● Written problem
Beginning with the line where "One keypoint belongs on each instance. Annotate the neighboring" appears, restate the lines word for word through the last one in the listing.

(Excerpts of location labeling data)
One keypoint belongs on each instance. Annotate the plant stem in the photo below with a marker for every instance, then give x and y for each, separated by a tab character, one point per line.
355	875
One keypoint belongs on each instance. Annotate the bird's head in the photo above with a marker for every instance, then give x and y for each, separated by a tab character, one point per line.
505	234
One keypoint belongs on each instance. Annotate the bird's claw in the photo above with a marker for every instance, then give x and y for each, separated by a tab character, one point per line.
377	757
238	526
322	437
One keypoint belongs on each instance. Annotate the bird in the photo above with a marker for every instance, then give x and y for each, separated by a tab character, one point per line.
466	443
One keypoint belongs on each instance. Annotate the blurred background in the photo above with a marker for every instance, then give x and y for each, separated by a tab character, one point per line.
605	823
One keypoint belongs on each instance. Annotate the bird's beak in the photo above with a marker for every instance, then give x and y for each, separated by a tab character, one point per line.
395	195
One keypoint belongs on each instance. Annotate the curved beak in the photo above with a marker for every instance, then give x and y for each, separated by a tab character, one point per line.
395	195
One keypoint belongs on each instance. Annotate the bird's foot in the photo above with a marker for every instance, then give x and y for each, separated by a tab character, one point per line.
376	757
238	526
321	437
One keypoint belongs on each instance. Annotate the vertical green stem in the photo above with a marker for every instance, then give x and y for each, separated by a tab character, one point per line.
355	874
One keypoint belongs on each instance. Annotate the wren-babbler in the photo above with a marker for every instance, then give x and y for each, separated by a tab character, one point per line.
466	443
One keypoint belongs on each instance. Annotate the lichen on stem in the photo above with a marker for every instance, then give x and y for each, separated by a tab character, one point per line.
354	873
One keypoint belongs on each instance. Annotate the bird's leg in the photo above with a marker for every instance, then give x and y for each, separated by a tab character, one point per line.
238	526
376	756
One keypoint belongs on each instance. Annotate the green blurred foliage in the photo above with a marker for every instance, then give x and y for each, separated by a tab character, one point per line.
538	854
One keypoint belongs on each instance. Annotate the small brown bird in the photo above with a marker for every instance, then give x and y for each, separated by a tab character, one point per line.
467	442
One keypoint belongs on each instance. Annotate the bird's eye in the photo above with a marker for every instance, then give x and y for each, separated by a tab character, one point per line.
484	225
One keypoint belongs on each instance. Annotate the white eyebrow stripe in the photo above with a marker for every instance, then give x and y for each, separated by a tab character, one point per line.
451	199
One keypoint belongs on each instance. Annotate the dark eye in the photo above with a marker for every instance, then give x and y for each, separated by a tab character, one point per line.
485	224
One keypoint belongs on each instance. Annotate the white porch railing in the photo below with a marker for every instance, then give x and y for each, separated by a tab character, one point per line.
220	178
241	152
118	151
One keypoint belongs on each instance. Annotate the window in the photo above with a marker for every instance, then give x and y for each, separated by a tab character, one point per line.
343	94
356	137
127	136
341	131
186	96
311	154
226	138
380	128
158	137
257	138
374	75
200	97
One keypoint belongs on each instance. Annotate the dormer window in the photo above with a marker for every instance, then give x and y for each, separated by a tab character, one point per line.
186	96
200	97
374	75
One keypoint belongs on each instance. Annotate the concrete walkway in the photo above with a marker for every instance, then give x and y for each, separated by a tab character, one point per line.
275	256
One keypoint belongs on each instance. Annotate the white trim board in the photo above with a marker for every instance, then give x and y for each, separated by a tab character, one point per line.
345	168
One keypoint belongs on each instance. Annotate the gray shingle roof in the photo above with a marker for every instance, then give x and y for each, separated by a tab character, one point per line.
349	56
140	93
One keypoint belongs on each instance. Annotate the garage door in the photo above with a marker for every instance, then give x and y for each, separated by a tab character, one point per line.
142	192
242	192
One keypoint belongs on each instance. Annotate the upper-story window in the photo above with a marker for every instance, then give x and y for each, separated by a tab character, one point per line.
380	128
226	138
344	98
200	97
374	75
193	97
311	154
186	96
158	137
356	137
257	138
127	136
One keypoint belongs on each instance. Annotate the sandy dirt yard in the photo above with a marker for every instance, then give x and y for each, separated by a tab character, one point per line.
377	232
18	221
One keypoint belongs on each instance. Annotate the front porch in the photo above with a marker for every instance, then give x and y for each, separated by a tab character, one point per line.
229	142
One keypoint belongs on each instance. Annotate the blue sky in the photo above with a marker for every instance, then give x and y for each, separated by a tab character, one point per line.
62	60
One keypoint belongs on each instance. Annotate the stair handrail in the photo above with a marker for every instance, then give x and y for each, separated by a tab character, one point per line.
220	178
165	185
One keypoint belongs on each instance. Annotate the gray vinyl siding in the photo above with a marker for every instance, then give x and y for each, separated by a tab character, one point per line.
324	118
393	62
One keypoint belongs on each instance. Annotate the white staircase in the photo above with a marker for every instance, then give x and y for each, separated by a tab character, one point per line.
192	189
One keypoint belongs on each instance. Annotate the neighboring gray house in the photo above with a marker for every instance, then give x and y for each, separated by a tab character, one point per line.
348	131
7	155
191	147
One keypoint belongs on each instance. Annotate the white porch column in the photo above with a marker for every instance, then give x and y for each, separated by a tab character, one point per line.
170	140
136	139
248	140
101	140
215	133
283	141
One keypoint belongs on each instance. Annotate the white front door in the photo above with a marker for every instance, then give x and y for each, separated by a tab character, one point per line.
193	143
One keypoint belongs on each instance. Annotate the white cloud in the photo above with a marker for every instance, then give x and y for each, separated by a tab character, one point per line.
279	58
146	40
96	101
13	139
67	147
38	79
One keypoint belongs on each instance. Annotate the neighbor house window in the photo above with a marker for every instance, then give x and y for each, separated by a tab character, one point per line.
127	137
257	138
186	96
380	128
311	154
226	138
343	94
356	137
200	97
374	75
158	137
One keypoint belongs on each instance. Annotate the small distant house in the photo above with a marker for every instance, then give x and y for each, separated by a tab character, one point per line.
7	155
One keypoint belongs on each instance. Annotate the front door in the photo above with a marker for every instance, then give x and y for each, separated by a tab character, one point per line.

● Solved problem
One keypoint belongs on each instance. Annotate the neighboring gray house in the photo above with a marker for every instance, then give x and y for each, separated by a tab character, one point per line.
348	131
7	155
191	147
One keypoint belongs on each instance. Annotate the white porch column in the photo above with a marker for every instance, then give x and y for each, separated by a tab character, one point per line.
170	140
136	139
248	140
101	140
215	133
283	141
One keypoint belongs on each instance. Annotate the white front door in the photo above with a marker for every instance, then give x and y for each, separated by a tab character, one point per line.
193	143
One keypoint belongs on each instance. Annotate the white cloud in the photo above with a marker for every instance, then give x and y for each, separated by a tab character, one point per line.
279	58
146	40
96	101
13	139
67	147
38	79
One keypoint belongs on each instance. Annotate the neighbor house window in the photo above with a marker for every instance, then give x and y for each, separated by a tab character, one point per line.
127	137
257	138
186	96
380	128
311	154
226	138
343	94
356	137
200	97
374	75
158	137
One keypoint belongs on each instance. Annotate the small distant house in the photo above with a marker for every instance, then give x and y for each, separated by a tab character, one point per line.
7	155
One keypoint belongs on each instance. Annotate the front door in the photo above with a marker for every instance, then give x and y for each, separated by a tab character, one point per line.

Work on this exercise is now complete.